R v Tembeleski

Case

[2024] NSWDC 503

10 October 2024

No judgment structure available for this case.

District Court


New South Wales

Medium Neutral Citation: R v Tembeleski [2024] NSWDC 503
Hearing dates: 24 September 2024
26 September 2024
30 September 2024
1 October 2024
2 October 2024
3 October 2024
8 October 2024
9 October 2024
10 October 2024
14 October 2024
Date of orders: 10 October 2024
Decision date: 10 October 2024
Jurisdiction:Criminal
Before: Montgomery DCJ
Decision:

I do not give the jury any instruction as to further alternative counts as would be available under s 115A in other circumstances at this time.

Catchwords:

CRIMINAL PROCEDURE — Trial — Alternative verdict

CRIMINAL PROCEDURE — Trial — Directions to jury

Legislation Cited:

Crimes Act 1900 (NSW), ss 111(3), 112(3), 115A

Cases Cited:

GM v R [2017] NSWCCA 298

James v The Queen (2014) 253 CLR 475; [2014] HCA 6

R v Gulliford (2004) 148 A Crim R 558; [2004] NSWCCA 338

Category:Procedural rulings
Parties: Rex (Crown)
Jason Tembeleski (Accused)
Representation:

Counsel:
Mr Will Tuckey (Crown)
Ms Leah Rowan (Accused)

Solicitors:
Office of the Director of Public Prosecutions (Crown)
Australian Criminal Law Group (Accused)
File Number(s): 2023/00062145

Judgment

  1. This is Voir Dire 9, Ex Tempore judgment, application of s 115A, Crimes Act 1900 (NSW) (‘Crimes Act’).

  2. The Accused stands indicted upon 1 count pursuant to s 112(3) and, in the alternative, 1 count pursuant to s 111(3) Crimes Act. Each of those counts fall within the parameters of s 115A Crimes Act, which section provides a statutory framework for alternative verdicts pursuant to that Act. The Crown opened to the jury on 2 October 2024; today is 10 October 2024. When the Crown, opened no reference was made to reliance on s 115A in the sense that the Crown did not open on alternative counts or possible alternative verdicts other than is provided for in the Indictment.

  3. On 8 October 2024, the parties raised for the first time in the trial that s 115A was a consideration. It should be understood that, between 2 October 2024 and 8 October 2024, the trial had not proceeded far in its evidence. This is because much time has been taken up with Basha inquiries of other potential witnesses and, indeed, with the obtaining of their attendances in the Court. On 9 October 2024, I invited the parties to revisit the issue, particularly with reference to the trial judge’s duty which I bear to secure a fair trial, not bound by, but bearing in mind, the informed forensic choices made by counsel for the parties: James v The Queen (2014) 253 CLR 475 at [38], followed in this state, GM v R [2017] NSWCCA 298 at [133].

  4. The point which I made at that time was that at this early stage of the trial, I, as trial judge, cannot know what evidence is to come, and therefore rely on the assistance of counsel as to whether or not a fair trial is likely to require instruction to the jury of the availability of alternative verdicts in accordance with s 115A of the Crimes Act.

## SUPPLIED INFORMATION
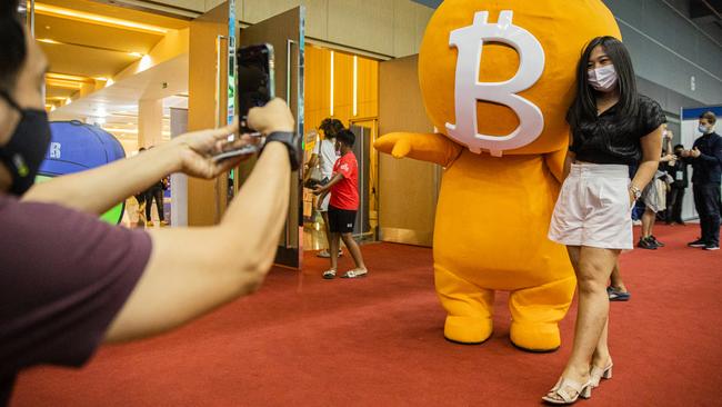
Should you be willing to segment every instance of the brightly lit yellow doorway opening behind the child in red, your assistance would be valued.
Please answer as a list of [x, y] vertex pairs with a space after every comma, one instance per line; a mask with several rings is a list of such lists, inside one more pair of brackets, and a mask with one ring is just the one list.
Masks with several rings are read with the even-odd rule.
[[[305, 157], [318, 149], [318, 127], [323, 119], [340, 120], [357, 136], [353, 153], [359, 163], [360, 207], [354, 238], [375, 241], [378, 226], [378, 137], [379, 61], [310, 43], [305, 52]], [[303, 190], [304, 250], [325, 250], [325, 226], [314, 210], [315, 197]]]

## WORK REQUIRED
In the ruling in R v Tembeleski, on what date did the parties first raise s 115A as a consideration in the trial?

## ANSWER TO THIS EXERCISE
8 October 2024